From the passage on student loans below, render this sentence in Spanish: "It's not uncommon for there to be a gap between what students can afford, and what college actually costs."

Quoted passage
....

First, we'll cover the basics of what it means to take on student debt. Then, we'll walk you through the differences between two major federal loan types: Direct Subsidized and Direct Unsubsidized. If you want a quick overview, just jump to the end of the article for a side-by-side comparison!

## First of All, What Does It Mean to Take Out a Loan?

It's not uncommon for there to be a gap between what students can afford, and what college actually costs. This is where student loans come in: you can borrow money to pay for school, with the understanding that you'll pay it back (in addition to a bit extra) after you graduate. The amount of money that you actually borrow is called the principal, whereas the "extra" amount is called interest

### A Little More About Interest

Interest rates are always set as a percentage, so when you pay back your loan (principal + interest), you're paying back what you borrowed plus a percentage of what you borrowed. Lower interest rates = better loans, because the percentage of "extra" money you have to pay back is smaller.

Here's a very simple example to demonstrate what I mean:

If I borrow \$100 with an annual interest rate of 10%, and I want to pay off the principal + interest in full one year later, I would owe \$110 (\$100 principal + 10% of \$100 = \$110). If I had an interest rate of 1%, though, I would only owe \$101. Student loans work in the same way, although students usually borrow a bit more than \$100.

....

Excerpted data
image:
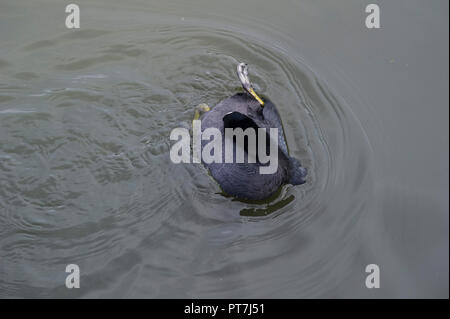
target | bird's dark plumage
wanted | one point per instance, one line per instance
(243, 180)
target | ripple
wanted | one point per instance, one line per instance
(85, 174)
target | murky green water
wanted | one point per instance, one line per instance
(86, 178)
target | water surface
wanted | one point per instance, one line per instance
(86, 178)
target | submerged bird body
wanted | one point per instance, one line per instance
(244, 180)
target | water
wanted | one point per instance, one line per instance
(85, 174)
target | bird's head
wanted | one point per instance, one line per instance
(242, 71)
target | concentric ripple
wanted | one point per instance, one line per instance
(85, 174)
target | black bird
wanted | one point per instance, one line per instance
(248, 110)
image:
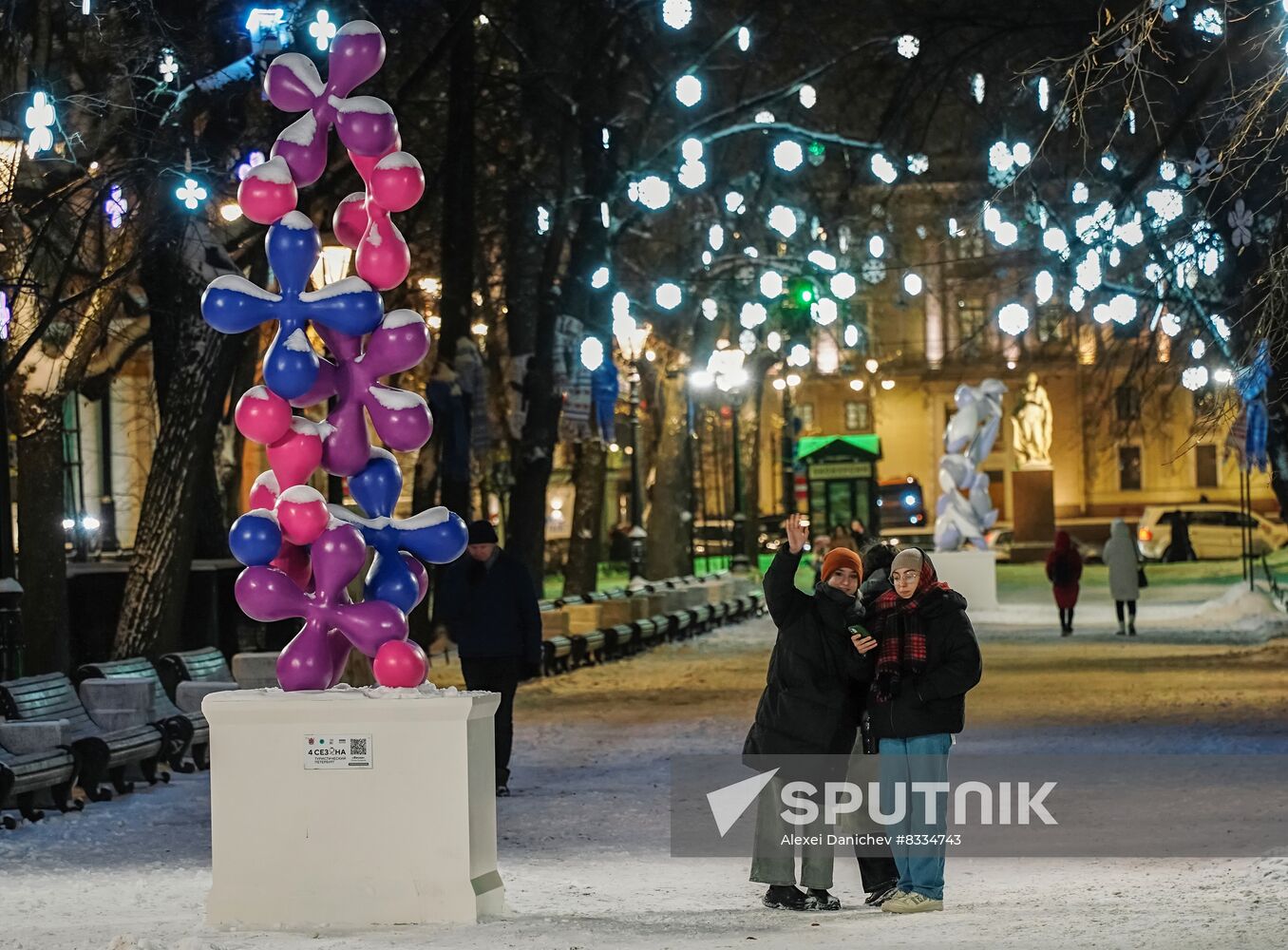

....

The output
No es raro que haya una brecha entre lo que los estudiantes pueden pagar y lo que realmente cuesta la universidad.